(Dataset records about object locations)

◆ ◆ ◆ ◆ ◆ ◆ ◆

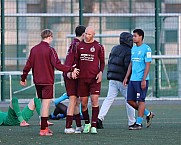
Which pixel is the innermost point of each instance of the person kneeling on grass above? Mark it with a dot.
(60, 110)
(15, 116)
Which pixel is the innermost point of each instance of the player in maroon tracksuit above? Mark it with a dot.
(71, 85)
(90, 60)
(42, 60)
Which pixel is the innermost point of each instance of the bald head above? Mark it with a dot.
(89, 34)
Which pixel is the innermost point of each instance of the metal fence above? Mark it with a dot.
(23, 20)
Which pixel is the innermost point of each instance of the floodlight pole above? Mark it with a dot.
(157, 34)
(2, 50)
(80, 12)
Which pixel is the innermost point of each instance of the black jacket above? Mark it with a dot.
(120, 57)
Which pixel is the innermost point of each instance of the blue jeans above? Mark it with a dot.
(114, 88)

◆ ◆ ◆ ◆ ◆ ◆ ◆

Instructions to follow:
Above are the records; reproduce them exactly and leave out the pictures.

Task result:
Which pixel is the innermost point of each instance of the person kneeling on grass above? Mark it with a dot.
(60, 110)
(15, 116)
Which pixel is the innermost point of each instance of the player in maroon tracksuit above? Mark it with a dot.
(71, 85)
(90, 60)
(42, 60)
Which pixel is the innermost point of each instance of the bald head above? Mark it with a dot.
(89, 34)
Which pixel is the innermost point of each instance of the metal fence above? Mark it with a dot.
(23, 20)
Which pixel is the innermost point of each instance of the floodlight pole above? Mark it with a dot.
(157, 34)
(2, 50)
(80, 12)
Which pixel is the innermost point of each instance of the black jacket above? Mark it with a dot.
(120, 57)
Which pixel is the innermost point of each instance of the blue jeans above? Mark it with a dot.
(114, 88)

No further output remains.